Assignment: Restate word for word the lines below from the one that has "positive clicks: (48, 190) (46, 190)" through the one that has "positive clicks: (392, 113)", keeping both and dropping all pictures.

Data for analysis:
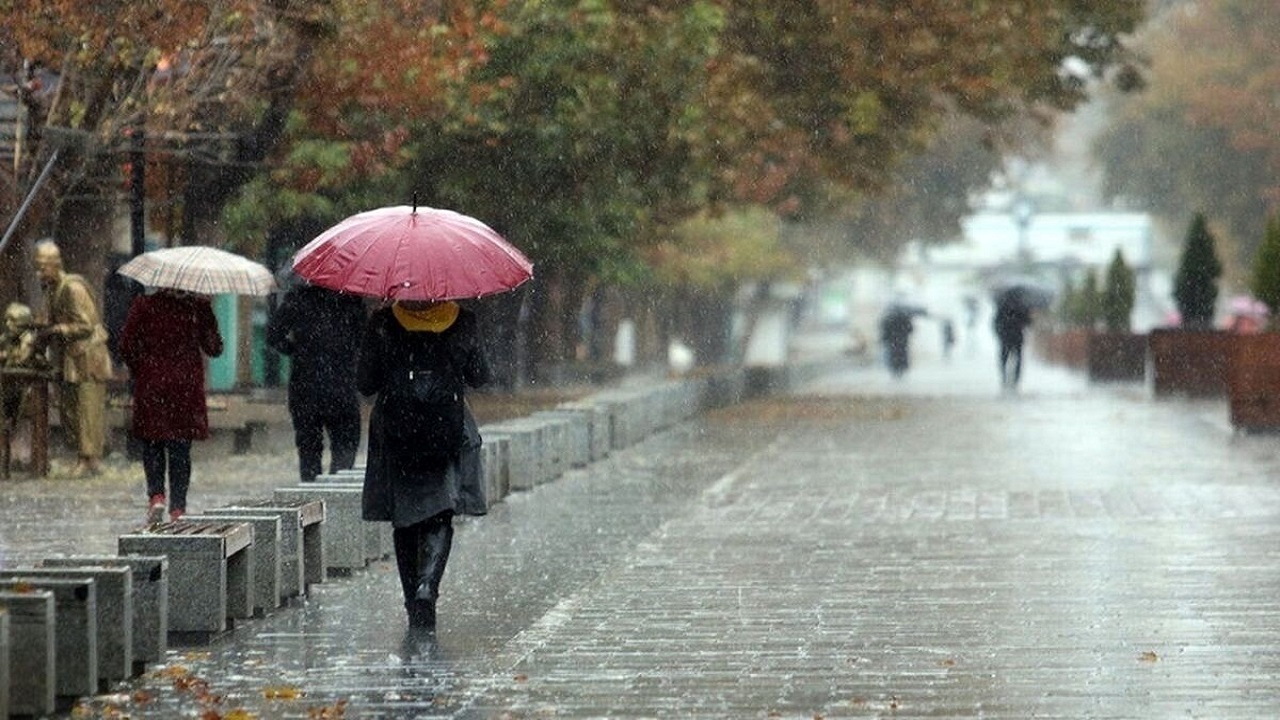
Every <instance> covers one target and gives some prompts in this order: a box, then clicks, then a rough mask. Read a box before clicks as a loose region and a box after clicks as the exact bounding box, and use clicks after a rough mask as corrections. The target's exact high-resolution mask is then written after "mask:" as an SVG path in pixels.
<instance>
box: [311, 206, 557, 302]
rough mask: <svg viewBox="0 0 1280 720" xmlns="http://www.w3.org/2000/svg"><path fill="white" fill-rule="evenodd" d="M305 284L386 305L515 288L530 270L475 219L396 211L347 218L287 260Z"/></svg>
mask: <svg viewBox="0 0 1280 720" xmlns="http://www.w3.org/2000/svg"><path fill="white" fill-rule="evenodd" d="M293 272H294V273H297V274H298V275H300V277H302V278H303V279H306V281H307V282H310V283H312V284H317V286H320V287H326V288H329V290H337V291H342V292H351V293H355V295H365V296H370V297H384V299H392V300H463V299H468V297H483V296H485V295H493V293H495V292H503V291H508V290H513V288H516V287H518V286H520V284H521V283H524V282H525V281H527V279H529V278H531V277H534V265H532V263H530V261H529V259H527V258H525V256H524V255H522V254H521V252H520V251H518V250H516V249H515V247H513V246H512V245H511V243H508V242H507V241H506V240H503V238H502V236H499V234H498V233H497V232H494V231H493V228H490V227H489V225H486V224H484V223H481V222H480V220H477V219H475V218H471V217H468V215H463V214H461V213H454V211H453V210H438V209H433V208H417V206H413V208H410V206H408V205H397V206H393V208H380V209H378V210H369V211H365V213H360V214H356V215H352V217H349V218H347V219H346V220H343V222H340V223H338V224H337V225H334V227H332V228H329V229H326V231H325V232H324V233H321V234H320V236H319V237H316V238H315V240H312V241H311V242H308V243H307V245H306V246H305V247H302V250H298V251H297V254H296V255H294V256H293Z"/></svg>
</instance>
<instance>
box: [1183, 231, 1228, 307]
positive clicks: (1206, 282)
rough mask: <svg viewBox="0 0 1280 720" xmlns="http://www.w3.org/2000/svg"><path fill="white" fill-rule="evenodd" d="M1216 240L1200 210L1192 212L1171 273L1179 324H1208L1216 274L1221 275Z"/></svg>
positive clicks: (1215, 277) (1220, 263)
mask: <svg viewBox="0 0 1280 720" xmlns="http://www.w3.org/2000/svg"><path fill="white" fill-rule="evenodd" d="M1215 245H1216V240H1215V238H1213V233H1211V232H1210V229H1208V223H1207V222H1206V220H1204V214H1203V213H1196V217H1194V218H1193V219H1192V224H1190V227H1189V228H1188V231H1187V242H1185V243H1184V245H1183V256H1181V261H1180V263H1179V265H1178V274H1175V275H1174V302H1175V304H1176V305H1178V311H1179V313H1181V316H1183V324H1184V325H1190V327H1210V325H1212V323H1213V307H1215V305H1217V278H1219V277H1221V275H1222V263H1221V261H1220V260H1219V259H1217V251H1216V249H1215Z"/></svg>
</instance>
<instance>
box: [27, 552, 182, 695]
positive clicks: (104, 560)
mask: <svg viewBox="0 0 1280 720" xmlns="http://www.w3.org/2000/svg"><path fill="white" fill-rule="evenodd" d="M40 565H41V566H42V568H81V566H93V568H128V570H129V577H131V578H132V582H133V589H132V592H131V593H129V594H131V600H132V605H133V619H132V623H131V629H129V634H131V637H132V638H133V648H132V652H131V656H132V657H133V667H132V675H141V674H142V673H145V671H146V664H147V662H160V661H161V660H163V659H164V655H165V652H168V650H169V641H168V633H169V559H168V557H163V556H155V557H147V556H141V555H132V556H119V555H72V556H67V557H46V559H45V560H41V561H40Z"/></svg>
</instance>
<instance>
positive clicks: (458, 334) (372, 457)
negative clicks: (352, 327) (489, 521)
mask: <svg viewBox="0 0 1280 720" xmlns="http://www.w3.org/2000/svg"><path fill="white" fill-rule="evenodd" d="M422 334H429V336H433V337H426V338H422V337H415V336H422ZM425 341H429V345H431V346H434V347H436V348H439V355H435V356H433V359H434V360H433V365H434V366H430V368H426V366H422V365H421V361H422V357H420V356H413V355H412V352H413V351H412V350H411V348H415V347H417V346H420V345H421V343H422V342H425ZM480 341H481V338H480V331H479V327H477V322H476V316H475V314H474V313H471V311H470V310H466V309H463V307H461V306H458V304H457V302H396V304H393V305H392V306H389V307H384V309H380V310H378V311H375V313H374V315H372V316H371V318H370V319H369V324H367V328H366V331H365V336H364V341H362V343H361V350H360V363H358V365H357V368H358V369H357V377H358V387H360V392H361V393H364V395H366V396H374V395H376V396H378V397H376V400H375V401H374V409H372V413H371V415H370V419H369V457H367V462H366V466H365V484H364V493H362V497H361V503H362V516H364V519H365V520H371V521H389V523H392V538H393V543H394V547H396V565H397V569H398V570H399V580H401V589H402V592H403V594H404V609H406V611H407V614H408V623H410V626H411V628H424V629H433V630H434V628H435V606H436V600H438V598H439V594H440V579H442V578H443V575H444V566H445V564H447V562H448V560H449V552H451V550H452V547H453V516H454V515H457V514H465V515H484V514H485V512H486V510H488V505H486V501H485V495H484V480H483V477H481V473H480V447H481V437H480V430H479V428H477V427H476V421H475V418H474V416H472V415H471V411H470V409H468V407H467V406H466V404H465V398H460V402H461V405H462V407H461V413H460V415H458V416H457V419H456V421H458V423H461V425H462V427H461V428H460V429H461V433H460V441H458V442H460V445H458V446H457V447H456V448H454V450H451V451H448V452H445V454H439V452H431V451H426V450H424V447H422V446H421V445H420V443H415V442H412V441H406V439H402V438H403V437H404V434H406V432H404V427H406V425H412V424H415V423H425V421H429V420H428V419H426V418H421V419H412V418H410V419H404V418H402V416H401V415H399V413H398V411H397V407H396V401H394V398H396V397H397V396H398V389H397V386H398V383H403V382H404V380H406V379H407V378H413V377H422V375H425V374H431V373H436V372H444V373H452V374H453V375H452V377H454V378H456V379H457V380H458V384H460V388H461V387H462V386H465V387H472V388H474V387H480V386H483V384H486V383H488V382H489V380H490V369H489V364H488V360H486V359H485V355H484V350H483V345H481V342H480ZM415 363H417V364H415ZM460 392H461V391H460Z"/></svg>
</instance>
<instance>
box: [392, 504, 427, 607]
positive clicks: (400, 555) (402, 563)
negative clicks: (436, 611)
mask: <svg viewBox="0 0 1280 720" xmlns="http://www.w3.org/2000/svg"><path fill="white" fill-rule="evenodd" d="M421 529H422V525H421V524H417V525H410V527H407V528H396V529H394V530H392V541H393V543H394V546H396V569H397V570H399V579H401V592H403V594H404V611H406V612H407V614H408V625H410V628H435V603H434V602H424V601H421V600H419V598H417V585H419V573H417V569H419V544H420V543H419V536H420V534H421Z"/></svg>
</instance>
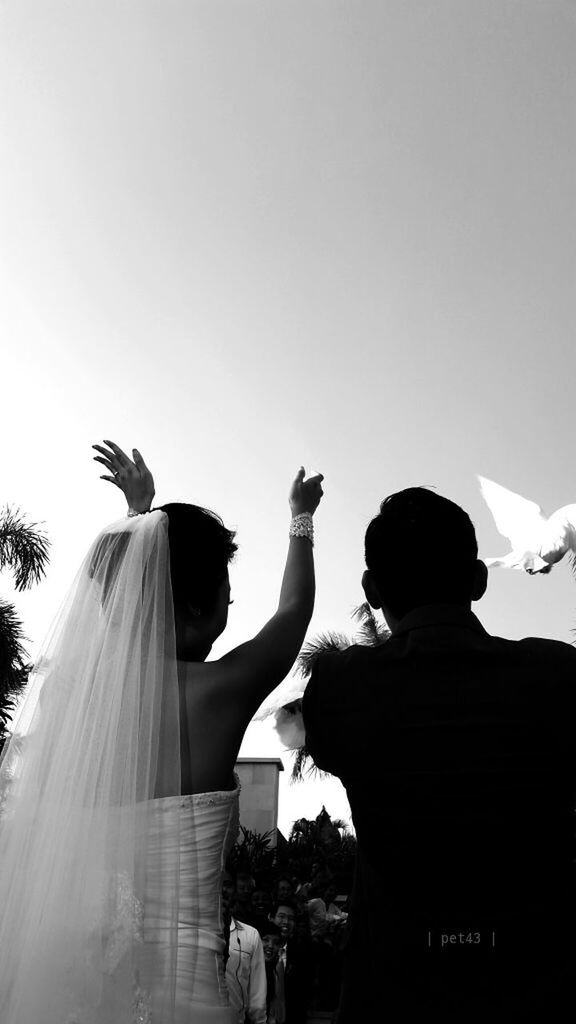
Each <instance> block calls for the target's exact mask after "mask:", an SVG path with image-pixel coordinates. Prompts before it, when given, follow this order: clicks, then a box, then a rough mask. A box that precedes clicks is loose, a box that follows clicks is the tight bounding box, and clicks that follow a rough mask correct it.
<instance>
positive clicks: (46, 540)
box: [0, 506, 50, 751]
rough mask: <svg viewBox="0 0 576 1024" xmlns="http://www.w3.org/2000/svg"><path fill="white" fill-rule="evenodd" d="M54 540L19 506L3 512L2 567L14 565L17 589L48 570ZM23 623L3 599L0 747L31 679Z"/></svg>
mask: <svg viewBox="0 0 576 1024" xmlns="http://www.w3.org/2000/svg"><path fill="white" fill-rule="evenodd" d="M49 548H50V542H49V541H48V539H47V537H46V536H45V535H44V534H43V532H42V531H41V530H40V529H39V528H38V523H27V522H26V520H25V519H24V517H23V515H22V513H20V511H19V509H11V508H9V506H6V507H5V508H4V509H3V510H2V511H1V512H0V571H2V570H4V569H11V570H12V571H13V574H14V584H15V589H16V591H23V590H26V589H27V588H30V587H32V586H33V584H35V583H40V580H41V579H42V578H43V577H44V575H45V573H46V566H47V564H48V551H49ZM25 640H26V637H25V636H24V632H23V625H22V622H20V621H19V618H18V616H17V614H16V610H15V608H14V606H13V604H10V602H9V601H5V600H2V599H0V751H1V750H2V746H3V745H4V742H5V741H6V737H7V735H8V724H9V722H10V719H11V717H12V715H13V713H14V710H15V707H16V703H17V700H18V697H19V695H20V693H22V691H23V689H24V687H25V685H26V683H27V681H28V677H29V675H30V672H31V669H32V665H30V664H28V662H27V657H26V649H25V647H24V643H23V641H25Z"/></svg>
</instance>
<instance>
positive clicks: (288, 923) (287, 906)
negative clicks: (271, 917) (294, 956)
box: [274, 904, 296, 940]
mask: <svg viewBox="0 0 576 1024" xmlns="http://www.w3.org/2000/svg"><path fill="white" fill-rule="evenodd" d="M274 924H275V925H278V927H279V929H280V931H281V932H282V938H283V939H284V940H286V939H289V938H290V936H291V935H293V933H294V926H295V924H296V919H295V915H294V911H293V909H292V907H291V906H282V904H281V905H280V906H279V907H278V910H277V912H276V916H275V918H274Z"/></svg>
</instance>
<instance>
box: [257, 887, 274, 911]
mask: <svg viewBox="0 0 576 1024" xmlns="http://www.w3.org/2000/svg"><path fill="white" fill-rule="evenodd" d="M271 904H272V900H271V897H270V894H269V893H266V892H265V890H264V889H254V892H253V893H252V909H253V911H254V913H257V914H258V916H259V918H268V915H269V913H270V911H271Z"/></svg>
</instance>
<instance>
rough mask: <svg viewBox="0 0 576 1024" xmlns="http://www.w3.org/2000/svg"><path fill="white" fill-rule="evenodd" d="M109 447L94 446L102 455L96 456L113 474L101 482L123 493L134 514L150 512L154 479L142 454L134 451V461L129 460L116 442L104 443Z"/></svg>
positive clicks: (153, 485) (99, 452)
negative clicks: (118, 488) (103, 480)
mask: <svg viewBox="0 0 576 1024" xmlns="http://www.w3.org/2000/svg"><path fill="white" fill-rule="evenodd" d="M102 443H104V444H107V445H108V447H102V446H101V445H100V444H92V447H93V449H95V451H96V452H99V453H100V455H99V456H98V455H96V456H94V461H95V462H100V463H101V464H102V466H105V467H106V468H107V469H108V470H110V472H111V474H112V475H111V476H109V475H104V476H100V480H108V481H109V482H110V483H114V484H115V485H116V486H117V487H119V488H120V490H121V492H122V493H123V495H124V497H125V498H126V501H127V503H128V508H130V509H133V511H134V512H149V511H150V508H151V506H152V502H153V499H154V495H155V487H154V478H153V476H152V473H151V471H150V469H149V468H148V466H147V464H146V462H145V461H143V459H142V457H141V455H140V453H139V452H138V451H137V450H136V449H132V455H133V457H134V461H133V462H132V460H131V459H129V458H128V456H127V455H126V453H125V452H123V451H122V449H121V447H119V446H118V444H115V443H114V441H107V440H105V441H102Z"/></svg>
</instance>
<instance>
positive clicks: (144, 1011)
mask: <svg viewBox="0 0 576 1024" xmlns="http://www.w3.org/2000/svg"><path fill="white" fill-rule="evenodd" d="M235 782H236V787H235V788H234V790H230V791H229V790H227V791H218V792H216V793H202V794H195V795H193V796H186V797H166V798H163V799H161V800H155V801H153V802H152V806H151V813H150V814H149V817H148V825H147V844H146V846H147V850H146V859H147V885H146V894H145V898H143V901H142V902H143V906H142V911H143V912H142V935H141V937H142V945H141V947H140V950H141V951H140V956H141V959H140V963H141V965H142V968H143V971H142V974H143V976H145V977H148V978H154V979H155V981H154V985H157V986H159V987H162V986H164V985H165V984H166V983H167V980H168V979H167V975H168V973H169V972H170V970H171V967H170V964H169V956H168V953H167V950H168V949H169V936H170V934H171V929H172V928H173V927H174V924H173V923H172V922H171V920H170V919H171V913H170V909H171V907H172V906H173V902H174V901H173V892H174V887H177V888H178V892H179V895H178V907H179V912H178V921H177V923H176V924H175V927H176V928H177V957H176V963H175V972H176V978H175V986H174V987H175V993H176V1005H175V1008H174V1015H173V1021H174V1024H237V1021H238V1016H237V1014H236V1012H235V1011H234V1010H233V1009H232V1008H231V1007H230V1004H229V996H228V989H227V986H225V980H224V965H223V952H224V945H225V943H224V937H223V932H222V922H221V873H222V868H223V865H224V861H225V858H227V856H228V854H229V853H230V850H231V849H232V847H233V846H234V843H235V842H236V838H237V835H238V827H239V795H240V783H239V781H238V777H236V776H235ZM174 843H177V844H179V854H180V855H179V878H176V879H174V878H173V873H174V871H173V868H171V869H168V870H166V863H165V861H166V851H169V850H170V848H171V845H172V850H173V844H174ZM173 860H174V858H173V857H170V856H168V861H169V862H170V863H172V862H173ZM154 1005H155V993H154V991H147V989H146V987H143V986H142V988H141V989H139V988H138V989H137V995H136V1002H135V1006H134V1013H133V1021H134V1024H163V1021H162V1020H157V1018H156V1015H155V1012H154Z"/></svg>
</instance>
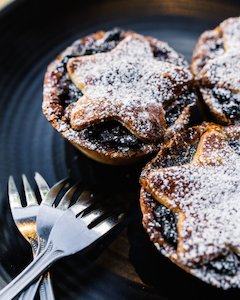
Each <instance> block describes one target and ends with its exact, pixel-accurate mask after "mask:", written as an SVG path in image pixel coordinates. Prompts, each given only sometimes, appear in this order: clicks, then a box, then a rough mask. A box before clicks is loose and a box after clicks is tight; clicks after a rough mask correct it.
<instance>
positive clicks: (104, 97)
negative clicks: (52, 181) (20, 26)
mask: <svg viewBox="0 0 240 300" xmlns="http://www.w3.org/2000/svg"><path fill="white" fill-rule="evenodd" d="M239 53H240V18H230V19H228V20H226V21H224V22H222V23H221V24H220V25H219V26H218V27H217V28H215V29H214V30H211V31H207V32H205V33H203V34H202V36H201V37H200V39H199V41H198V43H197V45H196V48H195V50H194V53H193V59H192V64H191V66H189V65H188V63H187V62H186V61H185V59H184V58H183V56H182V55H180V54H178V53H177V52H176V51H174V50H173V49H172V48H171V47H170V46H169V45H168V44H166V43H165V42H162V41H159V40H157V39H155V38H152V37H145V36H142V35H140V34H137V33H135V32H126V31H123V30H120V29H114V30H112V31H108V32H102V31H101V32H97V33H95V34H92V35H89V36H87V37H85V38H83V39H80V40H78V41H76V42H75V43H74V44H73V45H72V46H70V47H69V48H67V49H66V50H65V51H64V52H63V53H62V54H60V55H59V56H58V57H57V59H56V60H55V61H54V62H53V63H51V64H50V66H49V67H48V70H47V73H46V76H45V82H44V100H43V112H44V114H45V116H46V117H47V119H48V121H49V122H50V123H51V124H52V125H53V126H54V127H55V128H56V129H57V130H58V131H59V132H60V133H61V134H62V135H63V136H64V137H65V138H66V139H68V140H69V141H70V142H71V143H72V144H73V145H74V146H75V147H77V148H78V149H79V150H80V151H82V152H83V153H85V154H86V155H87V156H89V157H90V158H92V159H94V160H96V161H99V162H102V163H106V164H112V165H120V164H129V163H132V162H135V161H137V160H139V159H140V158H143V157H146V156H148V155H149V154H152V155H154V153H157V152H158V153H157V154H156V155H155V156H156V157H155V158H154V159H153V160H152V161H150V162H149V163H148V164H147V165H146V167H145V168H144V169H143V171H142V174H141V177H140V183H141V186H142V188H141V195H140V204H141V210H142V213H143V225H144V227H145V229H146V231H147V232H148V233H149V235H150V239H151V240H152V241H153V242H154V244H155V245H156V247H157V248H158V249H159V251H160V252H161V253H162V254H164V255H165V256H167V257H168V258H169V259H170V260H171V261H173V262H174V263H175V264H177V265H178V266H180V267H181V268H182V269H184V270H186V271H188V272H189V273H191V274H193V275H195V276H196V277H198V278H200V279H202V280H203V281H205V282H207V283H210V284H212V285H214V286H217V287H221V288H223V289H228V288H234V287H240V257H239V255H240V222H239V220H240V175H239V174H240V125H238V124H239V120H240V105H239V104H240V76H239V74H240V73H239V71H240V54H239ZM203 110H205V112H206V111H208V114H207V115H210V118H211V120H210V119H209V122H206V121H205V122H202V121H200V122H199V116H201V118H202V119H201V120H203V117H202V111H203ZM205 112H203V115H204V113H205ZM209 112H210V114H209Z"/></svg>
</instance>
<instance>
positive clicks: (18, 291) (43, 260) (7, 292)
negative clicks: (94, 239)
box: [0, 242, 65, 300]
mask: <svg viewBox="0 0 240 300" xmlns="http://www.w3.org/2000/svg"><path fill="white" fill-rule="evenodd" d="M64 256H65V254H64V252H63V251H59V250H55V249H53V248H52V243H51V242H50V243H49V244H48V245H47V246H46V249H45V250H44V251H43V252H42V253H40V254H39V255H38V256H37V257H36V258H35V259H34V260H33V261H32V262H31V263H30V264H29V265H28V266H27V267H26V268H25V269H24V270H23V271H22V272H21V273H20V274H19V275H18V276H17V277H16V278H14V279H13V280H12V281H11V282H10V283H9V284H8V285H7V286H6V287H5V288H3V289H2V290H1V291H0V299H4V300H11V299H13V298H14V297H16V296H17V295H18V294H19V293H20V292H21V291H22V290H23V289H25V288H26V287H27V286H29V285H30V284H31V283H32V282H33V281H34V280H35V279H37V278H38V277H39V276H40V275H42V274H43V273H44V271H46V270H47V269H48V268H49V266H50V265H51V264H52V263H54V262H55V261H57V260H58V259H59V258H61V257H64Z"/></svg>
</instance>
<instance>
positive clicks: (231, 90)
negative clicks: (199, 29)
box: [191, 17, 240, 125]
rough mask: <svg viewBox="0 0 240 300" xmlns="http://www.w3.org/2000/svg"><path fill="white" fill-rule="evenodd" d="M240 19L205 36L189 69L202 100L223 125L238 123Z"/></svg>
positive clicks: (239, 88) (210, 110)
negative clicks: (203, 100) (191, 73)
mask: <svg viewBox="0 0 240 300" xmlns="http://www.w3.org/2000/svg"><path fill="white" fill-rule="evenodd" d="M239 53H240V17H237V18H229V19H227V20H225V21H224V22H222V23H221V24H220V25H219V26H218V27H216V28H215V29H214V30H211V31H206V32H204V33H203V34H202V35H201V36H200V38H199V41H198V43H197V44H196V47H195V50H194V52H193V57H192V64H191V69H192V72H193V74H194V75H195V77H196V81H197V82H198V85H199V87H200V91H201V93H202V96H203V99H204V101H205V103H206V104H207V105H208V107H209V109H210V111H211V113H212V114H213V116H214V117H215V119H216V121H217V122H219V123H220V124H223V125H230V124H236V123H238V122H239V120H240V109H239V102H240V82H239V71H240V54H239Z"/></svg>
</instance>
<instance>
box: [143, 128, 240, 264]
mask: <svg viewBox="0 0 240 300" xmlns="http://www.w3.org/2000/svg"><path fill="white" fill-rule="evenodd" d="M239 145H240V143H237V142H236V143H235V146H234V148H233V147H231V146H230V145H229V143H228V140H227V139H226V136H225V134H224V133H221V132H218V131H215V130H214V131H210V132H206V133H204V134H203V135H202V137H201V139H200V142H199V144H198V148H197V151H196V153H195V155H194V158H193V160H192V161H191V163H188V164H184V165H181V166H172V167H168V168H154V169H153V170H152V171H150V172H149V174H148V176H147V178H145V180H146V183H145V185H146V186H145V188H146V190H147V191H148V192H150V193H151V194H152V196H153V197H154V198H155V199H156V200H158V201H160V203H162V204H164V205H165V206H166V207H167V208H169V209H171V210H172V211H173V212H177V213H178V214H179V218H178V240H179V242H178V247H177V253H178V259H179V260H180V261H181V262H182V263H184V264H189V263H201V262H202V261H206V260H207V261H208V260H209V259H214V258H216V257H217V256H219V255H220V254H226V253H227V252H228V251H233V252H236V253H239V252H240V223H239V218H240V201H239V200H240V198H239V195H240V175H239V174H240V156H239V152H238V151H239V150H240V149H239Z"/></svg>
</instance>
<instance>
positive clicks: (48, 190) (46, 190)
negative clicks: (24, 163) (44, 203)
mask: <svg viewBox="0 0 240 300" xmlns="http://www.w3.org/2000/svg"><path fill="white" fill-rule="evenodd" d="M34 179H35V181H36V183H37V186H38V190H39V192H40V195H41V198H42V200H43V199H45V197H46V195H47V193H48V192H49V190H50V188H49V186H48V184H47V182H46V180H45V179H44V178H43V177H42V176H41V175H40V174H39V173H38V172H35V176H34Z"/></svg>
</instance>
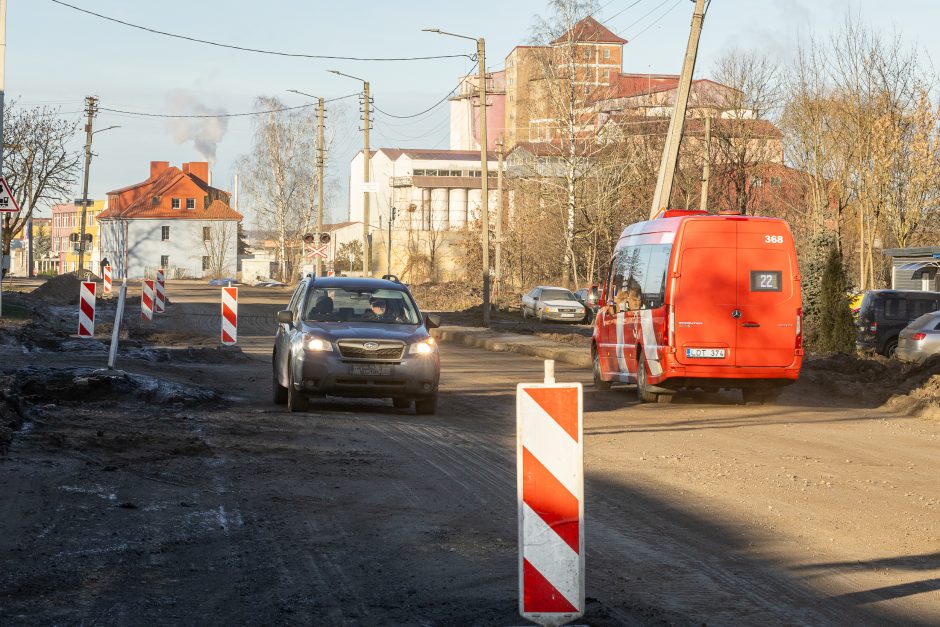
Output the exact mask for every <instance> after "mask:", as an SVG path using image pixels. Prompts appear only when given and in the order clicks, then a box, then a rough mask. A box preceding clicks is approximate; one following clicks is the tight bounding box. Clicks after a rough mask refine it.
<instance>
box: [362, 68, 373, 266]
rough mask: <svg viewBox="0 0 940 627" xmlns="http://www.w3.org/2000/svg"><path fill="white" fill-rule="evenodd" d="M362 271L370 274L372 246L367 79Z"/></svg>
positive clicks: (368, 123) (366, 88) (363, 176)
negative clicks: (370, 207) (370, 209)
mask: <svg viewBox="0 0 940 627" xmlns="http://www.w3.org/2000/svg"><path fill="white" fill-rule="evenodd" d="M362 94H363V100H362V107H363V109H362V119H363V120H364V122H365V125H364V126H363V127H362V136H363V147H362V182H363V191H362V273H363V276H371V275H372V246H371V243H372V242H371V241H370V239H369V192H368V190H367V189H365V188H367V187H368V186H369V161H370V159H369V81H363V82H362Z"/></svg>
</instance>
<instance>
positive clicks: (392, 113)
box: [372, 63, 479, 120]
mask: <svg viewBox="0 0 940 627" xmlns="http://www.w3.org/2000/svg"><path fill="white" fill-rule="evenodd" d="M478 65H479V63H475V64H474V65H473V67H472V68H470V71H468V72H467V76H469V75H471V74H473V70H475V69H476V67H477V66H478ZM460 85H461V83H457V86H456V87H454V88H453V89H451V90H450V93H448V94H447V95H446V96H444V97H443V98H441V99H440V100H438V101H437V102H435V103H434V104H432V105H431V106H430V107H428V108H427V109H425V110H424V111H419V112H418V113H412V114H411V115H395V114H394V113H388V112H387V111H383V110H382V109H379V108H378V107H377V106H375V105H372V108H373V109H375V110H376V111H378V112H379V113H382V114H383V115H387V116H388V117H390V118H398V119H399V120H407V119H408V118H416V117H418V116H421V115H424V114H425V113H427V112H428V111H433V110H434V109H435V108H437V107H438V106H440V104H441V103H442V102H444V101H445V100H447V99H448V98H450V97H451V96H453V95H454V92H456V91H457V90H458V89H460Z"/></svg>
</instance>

Response area:
positive clicks: (48, 190) (46, 190)
negative clicks: (24, 163) (44, 203)
mask: <svg viewBox="0 0 240 300" xmlns="http://www.w3.org/2000/svg"><path fill="white" fill-rule="evenodd" d="M34 179H35V181H36V183H37V186H38V190H39V192H40V195H41V198H42V200H43V199H45V197H46V195H47V193H48V192H49V190H50V188H49V186H48V184H47V182H46V180H45V179H44V178H43V177H42V176H41V175H40V174H39V173H38V172H35V176H34Z"/></svg>
</instance>
Output the exact mask for every <instance> after "mask:", as an SVG path using image pixels. Prompts appear only when given and in the order clicks, then a box, then a rough mask. A box preceding clicks is approximate; one following clicks is the tight bounding box. Clicks after a rough mask refine it.
<instance>
box: [362, 68, 373, 266]
rough mask: <svg viewBox="0 0 940 627" xmlns="http://www.w3.org/2000/svg"><path fill="white" fill-rule="evenodd" d="M362 271L370 274L372 246L367 79Z"/></svg>
positive clicks: (368, 123) (366, 88) (363, 176)
negative clicks: (370, 207) (370, 209)
mask: <svg viewBox="0 0 940 627" xmlns="http://www.w3.org/2000/svg"><path fill="white" fill-rule="evenodd" d="M362 94H363V100H362V107H363V109H362V119H363V120H364V122H365V125H364V126H363V127H362V136H363V147H362V182H363V191H362V273H363V276H371V275H372V246H371V243H372V242H371V241H370V239H369V192H368V190H367V189H365V188H367V187H368V186H369V161H370V159H369V81H363V82H362Z"/></svg>
</instance>
<instance>
positive clicks: (392, 113)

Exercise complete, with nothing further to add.